*Article:*
------------------------

Sénégal: Centre Aminata Mbaye - L'espoir d'une vie meilleure pour enfants déficients intellectuels

Dakar — Le centre Aminata Mbaye, logé à la Scat Urbam, un quartier situé dans la commune d'arrondissement de Grand-Yoff, à Dakar, est le type de structure longtemps attendu pour un encadrement adapté des enfants déficients intellectuels, jusqu'à sa création en 2003.

Il a démarré ses activités avec huit enfants, à l'initiative de l'association sénégalaise pour la protection des enfants déficients mentaux (ASEDEME), qui a depuis ouvert une structure similaire à Saint-Louis, en 2008.

Le centre Aminata Mbaye compte désormais 164 pensionnaires, dont l'âge est compris entre 5 et 30 ans, contre une trentaine d'enfants pris en charge à Saint-Louis.

Il s'agit d'enfants autistes, mais aussi de pensionnaires atteints de trisomie, d'infirmités motrices cérébrales (IMC) ou d'autres pathologies associées.

A Dakar, ils sont répartis à travers deux groupes, le premier étant constitué d'enfants âgés de 5 à 15 ans, dont le niveau intellectuel correspond à une phase d'éveil.

------------------------

*Exercice 1:*
Répondez à ces questions d'après l'article.
(a) En quelle année le centre Aminata Mbaye a-t-il été créé ?
(b) Dans quelle ville l'ASEDEME a-t-elle ouvert une structure similaire en 2008 ?
(c) Combien de pensionnaires le centre Aminata Mbaye compte-t-il désormais ?

------------------------

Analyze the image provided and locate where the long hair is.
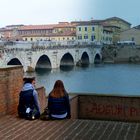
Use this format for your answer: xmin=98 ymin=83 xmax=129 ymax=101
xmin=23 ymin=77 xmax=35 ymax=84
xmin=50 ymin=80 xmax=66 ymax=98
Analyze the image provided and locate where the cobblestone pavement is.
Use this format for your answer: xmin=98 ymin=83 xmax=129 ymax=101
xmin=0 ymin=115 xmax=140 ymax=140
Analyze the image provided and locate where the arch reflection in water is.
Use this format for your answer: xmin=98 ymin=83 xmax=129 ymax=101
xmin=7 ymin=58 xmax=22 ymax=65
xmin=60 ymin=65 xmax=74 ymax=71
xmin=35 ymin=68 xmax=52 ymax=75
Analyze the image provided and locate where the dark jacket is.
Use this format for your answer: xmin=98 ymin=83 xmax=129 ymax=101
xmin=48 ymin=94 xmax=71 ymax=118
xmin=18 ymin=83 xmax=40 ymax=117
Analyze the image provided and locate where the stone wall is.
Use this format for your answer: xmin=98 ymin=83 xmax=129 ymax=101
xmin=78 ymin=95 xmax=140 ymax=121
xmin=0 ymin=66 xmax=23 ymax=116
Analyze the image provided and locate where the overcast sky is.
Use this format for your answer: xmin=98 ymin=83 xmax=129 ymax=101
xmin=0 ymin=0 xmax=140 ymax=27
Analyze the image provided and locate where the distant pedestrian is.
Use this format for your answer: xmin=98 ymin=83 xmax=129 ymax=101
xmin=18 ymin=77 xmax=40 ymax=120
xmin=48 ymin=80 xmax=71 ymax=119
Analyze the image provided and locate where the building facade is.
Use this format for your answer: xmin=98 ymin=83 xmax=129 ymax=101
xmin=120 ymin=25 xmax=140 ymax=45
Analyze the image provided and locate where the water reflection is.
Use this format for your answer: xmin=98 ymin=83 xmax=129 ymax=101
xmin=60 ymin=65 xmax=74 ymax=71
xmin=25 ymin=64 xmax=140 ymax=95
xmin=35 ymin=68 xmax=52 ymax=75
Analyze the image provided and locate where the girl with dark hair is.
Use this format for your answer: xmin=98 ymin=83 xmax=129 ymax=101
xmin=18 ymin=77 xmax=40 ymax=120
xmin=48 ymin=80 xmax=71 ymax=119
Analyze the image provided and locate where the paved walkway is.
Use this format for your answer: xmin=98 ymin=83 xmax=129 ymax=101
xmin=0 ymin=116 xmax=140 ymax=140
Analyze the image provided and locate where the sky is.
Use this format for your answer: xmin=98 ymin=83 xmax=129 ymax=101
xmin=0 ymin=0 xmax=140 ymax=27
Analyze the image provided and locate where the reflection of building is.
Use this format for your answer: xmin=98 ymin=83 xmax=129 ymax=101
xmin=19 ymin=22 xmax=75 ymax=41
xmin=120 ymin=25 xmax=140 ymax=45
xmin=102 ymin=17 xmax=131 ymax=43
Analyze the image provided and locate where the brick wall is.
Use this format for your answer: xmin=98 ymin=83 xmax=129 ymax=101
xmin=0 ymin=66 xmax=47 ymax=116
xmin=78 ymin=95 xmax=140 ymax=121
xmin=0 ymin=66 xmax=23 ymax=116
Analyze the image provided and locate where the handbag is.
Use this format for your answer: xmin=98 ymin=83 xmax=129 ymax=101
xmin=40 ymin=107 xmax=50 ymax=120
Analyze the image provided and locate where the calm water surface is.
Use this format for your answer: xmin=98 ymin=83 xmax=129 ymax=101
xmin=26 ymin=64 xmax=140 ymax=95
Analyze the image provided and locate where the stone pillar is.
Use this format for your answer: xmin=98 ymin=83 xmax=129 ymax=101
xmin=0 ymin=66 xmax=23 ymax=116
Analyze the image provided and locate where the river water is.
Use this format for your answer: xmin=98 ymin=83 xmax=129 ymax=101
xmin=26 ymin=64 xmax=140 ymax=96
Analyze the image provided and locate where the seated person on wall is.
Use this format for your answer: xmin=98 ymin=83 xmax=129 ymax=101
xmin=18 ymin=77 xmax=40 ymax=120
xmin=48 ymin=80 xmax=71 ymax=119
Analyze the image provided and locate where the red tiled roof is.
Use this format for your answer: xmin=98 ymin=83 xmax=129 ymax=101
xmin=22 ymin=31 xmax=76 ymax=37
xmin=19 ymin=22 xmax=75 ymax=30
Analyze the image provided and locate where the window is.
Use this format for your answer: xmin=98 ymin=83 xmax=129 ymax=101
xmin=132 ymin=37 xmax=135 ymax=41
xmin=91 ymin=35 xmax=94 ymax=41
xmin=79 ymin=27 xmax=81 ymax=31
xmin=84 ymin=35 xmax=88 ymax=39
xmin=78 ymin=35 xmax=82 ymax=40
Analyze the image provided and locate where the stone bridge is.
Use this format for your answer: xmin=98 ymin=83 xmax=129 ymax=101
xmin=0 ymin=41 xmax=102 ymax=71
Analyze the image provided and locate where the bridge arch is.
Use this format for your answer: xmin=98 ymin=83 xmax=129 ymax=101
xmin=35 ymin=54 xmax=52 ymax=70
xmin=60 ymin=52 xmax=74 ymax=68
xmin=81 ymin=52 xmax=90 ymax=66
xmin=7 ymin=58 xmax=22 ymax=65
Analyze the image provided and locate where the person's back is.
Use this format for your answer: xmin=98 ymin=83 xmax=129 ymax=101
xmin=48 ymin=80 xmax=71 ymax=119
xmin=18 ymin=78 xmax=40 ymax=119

------------------------

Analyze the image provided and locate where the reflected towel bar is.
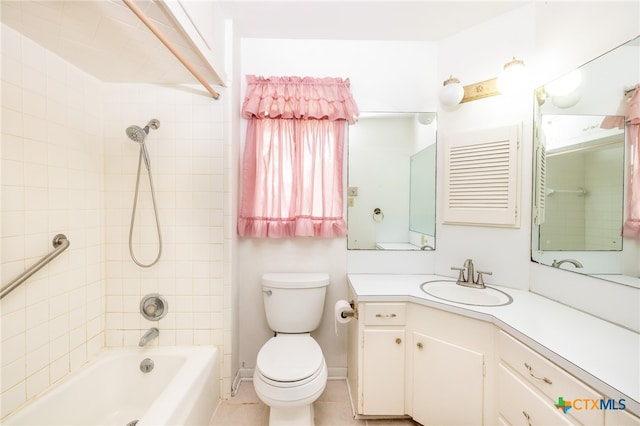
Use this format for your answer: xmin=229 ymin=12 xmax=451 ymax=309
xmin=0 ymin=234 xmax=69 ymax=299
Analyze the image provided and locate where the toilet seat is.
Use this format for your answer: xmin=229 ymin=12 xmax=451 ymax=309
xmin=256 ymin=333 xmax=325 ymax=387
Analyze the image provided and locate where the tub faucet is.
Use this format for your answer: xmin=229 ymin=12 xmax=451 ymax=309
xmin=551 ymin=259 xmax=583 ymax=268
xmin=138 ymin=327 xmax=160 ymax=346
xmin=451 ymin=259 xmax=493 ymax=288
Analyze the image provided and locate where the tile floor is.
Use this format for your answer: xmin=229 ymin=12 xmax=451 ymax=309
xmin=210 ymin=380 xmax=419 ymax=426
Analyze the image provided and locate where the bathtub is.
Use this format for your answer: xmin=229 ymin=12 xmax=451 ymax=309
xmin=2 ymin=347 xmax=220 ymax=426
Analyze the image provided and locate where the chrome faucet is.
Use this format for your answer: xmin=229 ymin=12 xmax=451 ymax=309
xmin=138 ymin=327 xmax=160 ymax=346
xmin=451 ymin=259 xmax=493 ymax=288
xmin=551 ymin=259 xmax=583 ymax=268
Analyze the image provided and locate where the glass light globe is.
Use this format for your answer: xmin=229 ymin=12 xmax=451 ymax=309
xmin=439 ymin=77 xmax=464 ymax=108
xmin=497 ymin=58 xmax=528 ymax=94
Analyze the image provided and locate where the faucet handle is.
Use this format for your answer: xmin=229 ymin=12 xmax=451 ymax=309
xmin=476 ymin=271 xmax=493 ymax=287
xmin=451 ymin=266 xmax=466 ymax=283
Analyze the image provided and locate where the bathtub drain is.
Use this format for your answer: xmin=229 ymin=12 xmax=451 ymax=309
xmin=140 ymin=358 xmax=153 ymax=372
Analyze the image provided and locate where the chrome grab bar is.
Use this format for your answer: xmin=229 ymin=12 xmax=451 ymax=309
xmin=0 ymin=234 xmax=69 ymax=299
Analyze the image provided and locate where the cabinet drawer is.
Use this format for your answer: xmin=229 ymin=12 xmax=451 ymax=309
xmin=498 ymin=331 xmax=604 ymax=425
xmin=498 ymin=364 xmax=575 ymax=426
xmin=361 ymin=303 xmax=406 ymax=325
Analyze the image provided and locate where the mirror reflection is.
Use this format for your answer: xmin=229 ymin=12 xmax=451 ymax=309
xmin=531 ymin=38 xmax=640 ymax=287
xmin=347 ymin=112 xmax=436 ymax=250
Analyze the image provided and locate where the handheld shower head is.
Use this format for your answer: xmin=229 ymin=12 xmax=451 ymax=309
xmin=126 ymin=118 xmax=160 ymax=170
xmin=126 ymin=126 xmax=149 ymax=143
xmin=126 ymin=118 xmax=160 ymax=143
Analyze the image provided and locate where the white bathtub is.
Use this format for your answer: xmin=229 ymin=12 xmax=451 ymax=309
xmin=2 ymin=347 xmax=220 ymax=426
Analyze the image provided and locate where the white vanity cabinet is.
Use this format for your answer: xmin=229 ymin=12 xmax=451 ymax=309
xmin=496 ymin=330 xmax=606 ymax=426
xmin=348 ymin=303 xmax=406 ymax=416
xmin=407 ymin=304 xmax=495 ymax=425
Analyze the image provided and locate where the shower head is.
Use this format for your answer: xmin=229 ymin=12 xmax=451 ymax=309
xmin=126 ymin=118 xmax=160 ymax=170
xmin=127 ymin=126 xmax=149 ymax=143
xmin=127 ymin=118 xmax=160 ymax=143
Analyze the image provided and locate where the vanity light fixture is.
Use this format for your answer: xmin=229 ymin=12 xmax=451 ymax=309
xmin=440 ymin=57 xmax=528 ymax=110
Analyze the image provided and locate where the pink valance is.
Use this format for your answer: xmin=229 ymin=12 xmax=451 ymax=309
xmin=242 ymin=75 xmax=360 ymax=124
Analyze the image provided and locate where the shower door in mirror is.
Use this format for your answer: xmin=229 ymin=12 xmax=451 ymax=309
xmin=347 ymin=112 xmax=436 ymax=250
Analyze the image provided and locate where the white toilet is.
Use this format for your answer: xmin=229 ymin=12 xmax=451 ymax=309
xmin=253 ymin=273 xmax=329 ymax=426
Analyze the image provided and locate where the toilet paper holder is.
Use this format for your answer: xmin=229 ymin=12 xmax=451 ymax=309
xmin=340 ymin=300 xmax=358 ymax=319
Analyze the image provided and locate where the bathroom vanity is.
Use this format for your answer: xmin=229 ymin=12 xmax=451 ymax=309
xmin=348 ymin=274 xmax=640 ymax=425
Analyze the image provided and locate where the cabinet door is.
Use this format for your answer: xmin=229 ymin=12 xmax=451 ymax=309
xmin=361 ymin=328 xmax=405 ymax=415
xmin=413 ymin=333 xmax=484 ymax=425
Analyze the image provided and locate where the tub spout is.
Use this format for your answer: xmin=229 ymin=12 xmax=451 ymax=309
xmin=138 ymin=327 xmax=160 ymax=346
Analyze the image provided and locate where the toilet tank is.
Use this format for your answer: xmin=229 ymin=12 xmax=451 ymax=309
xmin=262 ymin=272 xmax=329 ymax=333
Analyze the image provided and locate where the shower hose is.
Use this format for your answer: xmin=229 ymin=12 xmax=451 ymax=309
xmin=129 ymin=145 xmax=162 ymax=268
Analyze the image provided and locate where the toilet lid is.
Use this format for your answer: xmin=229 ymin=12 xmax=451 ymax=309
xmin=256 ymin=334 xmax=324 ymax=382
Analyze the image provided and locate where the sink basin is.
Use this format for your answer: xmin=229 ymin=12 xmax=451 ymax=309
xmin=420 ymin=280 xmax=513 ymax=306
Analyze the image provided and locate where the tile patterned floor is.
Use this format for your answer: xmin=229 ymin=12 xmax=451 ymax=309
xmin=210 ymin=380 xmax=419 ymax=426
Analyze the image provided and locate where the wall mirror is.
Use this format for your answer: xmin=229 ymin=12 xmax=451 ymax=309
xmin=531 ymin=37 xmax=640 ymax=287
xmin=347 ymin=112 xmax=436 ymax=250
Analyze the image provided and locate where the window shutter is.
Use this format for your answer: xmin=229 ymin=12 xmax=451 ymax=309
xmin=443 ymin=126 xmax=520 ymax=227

------------------------

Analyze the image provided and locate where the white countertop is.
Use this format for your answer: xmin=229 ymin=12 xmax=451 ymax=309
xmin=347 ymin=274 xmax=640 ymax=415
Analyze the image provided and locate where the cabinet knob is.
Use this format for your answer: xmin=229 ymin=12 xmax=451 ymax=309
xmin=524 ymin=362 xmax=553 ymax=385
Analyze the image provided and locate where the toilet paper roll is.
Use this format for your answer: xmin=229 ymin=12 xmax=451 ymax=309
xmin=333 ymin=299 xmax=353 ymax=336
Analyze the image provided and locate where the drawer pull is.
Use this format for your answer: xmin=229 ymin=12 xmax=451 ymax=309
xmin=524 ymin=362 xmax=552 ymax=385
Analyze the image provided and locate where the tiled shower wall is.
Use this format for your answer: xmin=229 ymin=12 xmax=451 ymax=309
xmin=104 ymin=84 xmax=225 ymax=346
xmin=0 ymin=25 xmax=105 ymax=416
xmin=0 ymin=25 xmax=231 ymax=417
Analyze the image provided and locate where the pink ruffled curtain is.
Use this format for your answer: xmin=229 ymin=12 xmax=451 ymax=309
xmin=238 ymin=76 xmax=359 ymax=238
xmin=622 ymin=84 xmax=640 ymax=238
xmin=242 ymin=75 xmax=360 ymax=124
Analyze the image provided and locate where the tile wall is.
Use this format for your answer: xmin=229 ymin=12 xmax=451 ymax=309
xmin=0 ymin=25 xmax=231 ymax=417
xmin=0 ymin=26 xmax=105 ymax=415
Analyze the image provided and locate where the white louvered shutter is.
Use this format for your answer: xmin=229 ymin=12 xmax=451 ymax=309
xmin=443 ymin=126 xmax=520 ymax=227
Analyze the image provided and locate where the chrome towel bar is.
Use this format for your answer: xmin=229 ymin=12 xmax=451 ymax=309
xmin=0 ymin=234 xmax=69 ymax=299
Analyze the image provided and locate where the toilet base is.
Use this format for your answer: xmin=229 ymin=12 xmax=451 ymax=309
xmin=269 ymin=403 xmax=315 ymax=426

------------------------

*Exercice 2:*
Présentez sous forme de liste JSON de chaînes les lignes des entrées, en commençant par celle qui contient "Analyze the image provided and locate where the pink ruffled" et en allant jusqu'à celle qui contient "xmin=269 ymin=403 xmax=315 ymax=426", les deux incluses. Mettez une chaîne par ligne et omettez les lignes vides.

*Bonne réponse 1:*
(a) En 2003.
(b) À Saint-Louis.
(c) 164 pensionnaires.

*Bonne réponse 2:*
[
  "Analyze the image provided and locate where the pink ruffled curtain is.",
  "Use this format for your answer: xmin=229 ymin=12 xmax=451 ymax=309",
  "xmin=238 ymin=76 xmax=359 ymax=238",
  "xmin=622 ymin=84 xmax=640 ymax=238",
  "xmin=242 ymin=75 xmax=360 ymax=124",
  "Analyze the image provided and locate where the tile wall is.",
  "Use this format for your answer: xmin=229 ymin=12 xmax=451 ymax=309",
  "xmin=0 ymin=25 xmax=231 ymax=417",
  "xmin=0 ymin=26 xmax=105 ymax=415",
  "Analyze the image provided and locate where the white louvered shutter is.",
  "Use this format for your answer: xmin=229 ymin=12 xmax=451 ymax=309",
  "xmin=443 ymin=126 xmax=520 ymax=227",
  "Analyze the image provided and locate where the chrome towel bar is.",
  "Use this format for your answer: xmin=229 ymin=12 xmax=451 ymax=309",
  "xmin=0 ymin=234 xmax=69 ymax=299",
  "Analyze the image provided and locate where the toilet base is.",
  "Use this format for your answer: xmin=229 ymin=12 xmax=451 ymax=309",
  "xmin=269 ymin=403 xmax=315 ymax=426"
]